WoW Classic Brings The Community Back To World Of Warcraft

WoW Classic Brings The Community Back To World Of Warcraft

World of Warcraft Classic is teeming with life. Traders shout out their wares, offering much-needed magical items and equipment at reasonable prices. Adventurers form parties for protection against dangerous low-level foes. Earlier today a stranger came up to my mage and asked if I could conjure him water.

I can’t remember the last time a random player asked me for anything in World of Warcraft. It’s nice to feel needed again.

Blizzard’s spent the past decade and change stripping away the need for players to directly interact with each other in the non-classic version of World of Warcraft.

The difficulty of the game’s core questing content has been significantly reduced from where it was at launch, making it easy for players of all skill levels to chew through content quickly by their lonesome.

Features such as the dungeon finder, which automatically forms parties of random players for multiplayer content, made dungeon crawling much more efficient but impersonal at the same time.

Unless I decided to start raiding or engaging in hardcore player-versus-player content, there’s just no reason for me to rely on other people in modern World of Warcraft.

Oh god do I need other people in World of Warcraft Classic. Old-school Azeroth is not friendly to solo players at all. I’ve died a dozen or more times in Westfall, the level 10-20 zone outside of Stormwind, trying to play a 2004 online role-playing game as a player accustomed to life in 2019.

There are enemies everywhere, wandering the landscape and packed into crowded camps. They hit hard and are hard to kill.

Taking on an even-levelled creature eats most of my mage’s mana, forcing me to rest between every kill. Taking on two even-levelled creatures is risky. I’ve had to use my mage’s Sheep spell, temporarily turning an enemy into a harmless critter, for the first time in years. Taking on three or more even-levelled creatures is suicide.

I’d died four times at the murloc camp off the coast of Westfall, trying to take on too many of the fishman monsters at once, before a random player invited me to join their group. We gleefully stomped those aquatic bastards, rolling up and down the coastline casting spells and swinging swords. Players would join and leave our ramshackle party.

Our roving band of murloc murderers was the first taste I had of real camaraderie in World of Warcraft in a long time.

Killing murlocs makes us feel good.

It isn’t just the danger that brings World of Warcraft Classic players together. The difficult quests, tougher creatures and lack of fast travel options mean players are spending a lot more time in a single levelling zone.

In modern WoW I can tear through the quests in the Elwynn Forest starting area in a couple of hours, riding gryphons back and forth to Stormwind City for supplies and driving my heirloom mount between quest objectives.

There is no gryphon in Elwynn Forest in WoW Classic. There’s no such thing as an heirloom mount. There is a whole lot of walking and a whole lot of killing two dozen creatures to collect four or five quest items.

I spent a day and a half in Elwynn Forest in WoW Classic, just questing and talking, getting to know other players through the area chat, because they were right there with me.

### RECORDS FOR THE TASK
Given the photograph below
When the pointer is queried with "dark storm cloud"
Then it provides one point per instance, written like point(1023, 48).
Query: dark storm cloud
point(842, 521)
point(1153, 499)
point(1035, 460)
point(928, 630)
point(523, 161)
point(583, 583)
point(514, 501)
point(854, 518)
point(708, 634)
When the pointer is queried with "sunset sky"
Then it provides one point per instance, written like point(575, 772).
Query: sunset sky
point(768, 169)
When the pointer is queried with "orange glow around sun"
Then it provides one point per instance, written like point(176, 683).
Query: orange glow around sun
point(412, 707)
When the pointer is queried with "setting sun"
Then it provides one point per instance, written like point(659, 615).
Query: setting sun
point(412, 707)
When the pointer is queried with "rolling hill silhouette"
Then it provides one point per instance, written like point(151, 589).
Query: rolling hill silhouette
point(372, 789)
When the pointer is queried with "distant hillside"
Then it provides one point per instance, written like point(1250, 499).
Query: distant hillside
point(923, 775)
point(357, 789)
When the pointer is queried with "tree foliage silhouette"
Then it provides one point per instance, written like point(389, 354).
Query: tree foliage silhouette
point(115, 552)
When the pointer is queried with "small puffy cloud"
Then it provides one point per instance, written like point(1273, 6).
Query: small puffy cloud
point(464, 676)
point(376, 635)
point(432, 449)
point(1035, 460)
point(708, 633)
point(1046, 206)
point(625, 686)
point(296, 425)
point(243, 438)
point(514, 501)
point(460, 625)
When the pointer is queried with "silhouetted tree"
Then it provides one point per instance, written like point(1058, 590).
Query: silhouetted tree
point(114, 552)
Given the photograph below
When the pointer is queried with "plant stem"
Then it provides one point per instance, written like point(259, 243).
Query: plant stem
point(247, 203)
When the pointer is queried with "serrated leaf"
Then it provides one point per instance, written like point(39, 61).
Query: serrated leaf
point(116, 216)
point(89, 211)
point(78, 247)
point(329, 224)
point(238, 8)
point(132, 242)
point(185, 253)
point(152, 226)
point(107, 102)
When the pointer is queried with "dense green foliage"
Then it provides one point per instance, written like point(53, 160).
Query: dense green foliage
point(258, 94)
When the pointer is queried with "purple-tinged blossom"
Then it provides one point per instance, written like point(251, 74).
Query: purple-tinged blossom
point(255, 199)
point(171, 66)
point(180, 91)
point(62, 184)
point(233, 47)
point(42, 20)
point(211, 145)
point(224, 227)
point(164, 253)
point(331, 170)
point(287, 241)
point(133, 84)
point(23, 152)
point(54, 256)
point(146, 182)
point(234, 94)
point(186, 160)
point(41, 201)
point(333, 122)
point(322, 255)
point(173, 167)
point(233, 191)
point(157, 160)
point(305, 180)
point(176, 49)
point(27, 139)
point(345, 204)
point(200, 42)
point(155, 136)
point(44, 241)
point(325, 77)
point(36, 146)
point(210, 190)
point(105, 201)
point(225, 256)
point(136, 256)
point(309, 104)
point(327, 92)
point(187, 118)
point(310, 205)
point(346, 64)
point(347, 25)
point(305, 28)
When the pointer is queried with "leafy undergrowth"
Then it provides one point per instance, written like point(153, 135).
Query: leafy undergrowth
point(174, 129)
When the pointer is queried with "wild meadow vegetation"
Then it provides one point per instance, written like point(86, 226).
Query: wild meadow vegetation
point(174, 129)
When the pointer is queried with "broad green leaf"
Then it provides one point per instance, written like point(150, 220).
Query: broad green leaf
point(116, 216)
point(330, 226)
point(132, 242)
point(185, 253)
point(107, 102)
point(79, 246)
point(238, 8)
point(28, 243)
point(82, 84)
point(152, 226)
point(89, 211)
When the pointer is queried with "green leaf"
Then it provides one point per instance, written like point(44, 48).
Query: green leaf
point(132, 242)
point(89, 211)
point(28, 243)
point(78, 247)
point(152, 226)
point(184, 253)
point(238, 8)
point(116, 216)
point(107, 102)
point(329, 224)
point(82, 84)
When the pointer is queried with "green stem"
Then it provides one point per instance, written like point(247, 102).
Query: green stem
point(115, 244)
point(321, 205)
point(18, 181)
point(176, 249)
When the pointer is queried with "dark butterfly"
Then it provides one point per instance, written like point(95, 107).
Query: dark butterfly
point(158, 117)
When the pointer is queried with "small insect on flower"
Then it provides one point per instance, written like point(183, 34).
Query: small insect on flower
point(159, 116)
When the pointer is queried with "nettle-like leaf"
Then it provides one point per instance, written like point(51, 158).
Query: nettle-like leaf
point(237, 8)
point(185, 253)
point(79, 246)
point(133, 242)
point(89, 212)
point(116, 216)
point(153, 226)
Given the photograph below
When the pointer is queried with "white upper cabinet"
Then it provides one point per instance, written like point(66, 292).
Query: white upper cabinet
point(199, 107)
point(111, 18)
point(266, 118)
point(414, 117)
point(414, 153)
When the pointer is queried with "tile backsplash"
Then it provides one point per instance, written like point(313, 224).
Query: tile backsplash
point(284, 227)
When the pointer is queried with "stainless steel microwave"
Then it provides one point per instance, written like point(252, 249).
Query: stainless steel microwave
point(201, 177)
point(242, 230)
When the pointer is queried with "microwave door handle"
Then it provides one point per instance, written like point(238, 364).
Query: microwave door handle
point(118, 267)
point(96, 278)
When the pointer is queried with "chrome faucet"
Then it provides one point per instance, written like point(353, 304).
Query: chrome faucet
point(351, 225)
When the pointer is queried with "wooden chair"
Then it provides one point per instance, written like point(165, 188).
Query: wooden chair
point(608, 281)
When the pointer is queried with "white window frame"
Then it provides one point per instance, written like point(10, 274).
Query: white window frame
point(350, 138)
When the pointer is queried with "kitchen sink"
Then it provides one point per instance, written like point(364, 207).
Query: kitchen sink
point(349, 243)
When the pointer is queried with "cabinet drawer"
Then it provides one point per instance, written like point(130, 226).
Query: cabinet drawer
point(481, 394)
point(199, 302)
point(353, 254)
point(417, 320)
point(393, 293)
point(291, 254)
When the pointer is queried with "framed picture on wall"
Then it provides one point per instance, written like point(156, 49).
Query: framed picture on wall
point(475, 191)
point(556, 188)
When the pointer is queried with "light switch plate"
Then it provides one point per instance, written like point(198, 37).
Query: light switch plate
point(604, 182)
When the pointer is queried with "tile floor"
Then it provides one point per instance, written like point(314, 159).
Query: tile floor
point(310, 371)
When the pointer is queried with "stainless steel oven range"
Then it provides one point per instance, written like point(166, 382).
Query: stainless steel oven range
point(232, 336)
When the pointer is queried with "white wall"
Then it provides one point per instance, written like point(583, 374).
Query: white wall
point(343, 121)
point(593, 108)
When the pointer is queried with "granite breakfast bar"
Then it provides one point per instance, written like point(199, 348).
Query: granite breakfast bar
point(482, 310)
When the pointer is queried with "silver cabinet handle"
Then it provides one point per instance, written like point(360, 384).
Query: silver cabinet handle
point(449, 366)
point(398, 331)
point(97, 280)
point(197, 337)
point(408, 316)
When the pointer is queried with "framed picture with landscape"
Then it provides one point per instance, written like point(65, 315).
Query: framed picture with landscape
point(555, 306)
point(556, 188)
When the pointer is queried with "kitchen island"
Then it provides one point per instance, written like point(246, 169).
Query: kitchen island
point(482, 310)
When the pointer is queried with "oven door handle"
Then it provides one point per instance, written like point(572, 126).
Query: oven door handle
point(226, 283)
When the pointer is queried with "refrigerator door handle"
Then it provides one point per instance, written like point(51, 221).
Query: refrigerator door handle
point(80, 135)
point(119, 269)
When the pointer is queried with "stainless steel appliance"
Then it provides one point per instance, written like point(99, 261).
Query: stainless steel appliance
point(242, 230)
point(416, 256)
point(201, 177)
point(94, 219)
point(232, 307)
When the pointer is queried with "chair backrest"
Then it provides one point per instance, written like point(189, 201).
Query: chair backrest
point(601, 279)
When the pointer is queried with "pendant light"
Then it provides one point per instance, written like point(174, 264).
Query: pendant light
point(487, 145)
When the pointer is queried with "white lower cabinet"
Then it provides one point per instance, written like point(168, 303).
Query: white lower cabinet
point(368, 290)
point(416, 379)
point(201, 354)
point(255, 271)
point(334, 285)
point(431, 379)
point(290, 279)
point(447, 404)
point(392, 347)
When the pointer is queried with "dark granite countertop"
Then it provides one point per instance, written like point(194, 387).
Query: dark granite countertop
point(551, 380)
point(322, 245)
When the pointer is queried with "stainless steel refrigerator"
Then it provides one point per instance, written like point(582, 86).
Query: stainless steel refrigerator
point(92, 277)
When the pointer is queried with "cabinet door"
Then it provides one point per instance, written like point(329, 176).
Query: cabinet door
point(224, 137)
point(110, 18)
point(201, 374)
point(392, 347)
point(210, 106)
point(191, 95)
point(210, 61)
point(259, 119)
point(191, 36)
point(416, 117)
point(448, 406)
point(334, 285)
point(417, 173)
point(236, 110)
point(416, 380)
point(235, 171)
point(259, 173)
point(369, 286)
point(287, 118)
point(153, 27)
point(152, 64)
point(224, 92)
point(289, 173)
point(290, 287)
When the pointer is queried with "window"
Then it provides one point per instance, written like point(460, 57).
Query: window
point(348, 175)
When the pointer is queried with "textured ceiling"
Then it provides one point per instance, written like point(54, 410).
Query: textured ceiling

### DIRECTIVE 1
According to the WoW Classic article, what level range does the Westfall zone cover?
### DIRECTIVE 2
Identify every line of the records that contains the string "storm", matching case exactly.
These records are unrelated to the WoW Classic article.

### EXPECTED OUTPUT 1
Levels 10-20.

### EXPECTED OUTPUT 2
When the pointer is queried with "dark storm cloud"
Query: dark storm cloud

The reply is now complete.